#### [Position identification records]
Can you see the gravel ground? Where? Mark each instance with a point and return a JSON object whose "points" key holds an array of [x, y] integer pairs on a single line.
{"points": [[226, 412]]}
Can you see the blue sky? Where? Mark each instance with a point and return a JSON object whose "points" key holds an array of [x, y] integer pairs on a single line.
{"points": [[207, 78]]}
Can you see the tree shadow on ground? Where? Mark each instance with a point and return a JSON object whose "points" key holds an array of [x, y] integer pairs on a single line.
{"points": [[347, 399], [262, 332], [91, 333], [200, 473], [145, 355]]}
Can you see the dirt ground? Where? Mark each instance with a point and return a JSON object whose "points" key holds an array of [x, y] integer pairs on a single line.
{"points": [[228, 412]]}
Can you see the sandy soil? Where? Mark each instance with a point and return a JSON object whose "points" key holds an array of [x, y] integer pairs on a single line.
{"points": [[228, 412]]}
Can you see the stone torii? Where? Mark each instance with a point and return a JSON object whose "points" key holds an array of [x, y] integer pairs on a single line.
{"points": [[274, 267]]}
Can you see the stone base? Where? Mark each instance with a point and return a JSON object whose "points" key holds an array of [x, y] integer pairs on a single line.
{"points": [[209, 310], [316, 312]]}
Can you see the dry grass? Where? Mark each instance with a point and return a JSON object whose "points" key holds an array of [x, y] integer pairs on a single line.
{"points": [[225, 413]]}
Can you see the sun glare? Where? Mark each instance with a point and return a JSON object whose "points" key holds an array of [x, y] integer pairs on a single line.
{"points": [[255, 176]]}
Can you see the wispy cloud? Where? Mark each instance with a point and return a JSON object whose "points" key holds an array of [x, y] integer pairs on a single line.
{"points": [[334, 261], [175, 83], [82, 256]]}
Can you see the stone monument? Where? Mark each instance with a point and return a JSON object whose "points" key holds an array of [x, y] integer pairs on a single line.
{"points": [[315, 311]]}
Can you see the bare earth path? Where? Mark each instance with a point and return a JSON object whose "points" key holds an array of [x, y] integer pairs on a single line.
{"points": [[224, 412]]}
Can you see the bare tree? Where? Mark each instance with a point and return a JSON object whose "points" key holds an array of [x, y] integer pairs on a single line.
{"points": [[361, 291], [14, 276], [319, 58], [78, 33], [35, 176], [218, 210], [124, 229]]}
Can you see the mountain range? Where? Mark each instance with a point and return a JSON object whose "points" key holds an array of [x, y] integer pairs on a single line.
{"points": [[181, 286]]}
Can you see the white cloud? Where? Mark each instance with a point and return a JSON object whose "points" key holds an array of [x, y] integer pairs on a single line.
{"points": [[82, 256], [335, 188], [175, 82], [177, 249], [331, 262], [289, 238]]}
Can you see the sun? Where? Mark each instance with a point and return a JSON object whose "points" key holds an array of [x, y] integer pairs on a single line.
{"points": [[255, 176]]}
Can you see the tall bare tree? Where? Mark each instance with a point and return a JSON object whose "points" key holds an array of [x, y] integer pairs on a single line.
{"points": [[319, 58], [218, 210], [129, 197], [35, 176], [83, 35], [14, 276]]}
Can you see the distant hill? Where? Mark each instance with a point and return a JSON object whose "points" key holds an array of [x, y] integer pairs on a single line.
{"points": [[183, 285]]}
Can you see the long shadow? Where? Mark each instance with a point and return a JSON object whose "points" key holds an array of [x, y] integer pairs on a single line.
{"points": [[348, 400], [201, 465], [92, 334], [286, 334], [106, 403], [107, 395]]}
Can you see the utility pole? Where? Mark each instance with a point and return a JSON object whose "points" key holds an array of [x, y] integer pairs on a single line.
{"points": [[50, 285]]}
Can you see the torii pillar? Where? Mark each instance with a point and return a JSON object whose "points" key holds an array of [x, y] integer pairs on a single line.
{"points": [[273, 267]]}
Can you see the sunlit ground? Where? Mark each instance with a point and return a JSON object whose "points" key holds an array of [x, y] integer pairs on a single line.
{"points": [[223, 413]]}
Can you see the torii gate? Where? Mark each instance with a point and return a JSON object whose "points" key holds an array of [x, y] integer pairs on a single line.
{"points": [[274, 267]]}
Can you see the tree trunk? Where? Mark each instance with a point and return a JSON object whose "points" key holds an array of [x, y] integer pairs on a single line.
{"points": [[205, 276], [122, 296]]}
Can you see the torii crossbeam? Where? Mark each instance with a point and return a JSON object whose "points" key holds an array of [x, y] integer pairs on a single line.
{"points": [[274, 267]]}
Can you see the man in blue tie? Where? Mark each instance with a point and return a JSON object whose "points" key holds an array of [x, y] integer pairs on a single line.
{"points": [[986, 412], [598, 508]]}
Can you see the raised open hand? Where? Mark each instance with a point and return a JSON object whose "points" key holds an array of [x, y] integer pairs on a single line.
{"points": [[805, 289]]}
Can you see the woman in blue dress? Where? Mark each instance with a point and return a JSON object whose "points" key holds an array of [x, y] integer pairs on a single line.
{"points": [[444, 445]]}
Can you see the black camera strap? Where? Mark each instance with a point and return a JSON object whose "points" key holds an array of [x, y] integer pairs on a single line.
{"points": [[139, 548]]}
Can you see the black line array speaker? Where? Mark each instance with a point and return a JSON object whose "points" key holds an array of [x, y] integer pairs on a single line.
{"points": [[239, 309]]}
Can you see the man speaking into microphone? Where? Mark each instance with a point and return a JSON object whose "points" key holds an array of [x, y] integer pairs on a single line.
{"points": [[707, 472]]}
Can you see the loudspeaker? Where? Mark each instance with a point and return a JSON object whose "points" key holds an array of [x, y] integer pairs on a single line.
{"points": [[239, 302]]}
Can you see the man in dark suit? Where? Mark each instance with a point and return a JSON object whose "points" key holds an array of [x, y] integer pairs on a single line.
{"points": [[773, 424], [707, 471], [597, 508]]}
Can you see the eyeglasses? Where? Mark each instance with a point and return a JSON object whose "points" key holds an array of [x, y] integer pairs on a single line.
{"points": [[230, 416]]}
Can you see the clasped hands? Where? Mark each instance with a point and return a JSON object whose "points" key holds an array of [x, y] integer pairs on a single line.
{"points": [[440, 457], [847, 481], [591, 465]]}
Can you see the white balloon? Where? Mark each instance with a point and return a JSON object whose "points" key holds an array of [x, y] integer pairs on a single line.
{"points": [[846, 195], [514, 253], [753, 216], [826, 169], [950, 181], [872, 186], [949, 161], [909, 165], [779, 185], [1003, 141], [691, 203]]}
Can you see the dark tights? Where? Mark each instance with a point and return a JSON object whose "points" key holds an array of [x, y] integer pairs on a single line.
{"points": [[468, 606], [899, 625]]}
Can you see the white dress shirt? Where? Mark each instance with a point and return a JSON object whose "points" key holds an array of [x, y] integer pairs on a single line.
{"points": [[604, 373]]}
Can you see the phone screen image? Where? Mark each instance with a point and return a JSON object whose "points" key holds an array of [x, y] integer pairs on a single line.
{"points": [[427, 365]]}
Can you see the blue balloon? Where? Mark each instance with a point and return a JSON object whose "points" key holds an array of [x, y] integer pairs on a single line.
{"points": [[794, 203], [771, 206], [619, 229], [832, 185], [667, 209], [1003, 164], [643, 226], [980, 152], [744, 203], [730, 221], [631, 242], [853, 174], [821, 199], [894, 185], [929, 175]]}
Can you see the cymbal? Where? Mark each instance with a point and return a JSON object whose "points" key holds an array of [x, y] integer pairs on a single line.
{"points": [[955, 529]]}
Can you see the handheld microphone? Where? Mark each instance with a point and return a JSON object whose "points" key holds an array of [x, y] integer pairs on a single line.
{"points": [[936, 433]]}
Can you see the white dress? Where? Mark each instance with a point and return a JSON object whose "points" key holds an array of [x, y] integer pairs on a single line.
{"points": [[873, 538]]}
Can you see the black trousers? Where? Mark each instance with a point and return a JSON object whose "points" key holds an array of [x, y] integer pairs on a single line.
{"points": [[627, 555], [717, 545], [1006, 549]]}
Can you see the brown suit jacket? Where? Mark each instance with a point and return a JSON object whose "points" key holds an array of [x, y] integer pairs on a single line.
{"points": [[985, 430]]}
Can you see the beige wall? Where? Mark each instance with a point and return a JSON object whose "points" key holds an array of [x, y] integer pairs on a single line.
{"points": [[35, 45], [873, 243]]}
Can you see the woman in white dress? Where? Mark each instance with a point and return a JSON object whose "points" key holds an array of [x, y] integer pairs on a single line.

#### [AIM OF THE EXERCISE]
Give exactly the lines from the one with "Can you see the brown" to the end of the entries, nothing before them.

#### [RIGHT ANSWER]
Can you see the brown suit jacket? Where? Mark each instance with a point and return a JSON object whose "points" key holds an array of [x, y] integer pairs on a single line.
{"points": [[985, 430]]}
Can you see the beige wall? Where? Mark each instance with a point and return a JSON object whose "points" key holds an array of [x, y] integer pairs on a single line.
{"points": [[35, 45], [873, 243]]}
Can you see the woman in white dress? Where? Mark each instance with a point and return a JSON object whose "points" key holds an array of [x, y] integer pairs on a single line.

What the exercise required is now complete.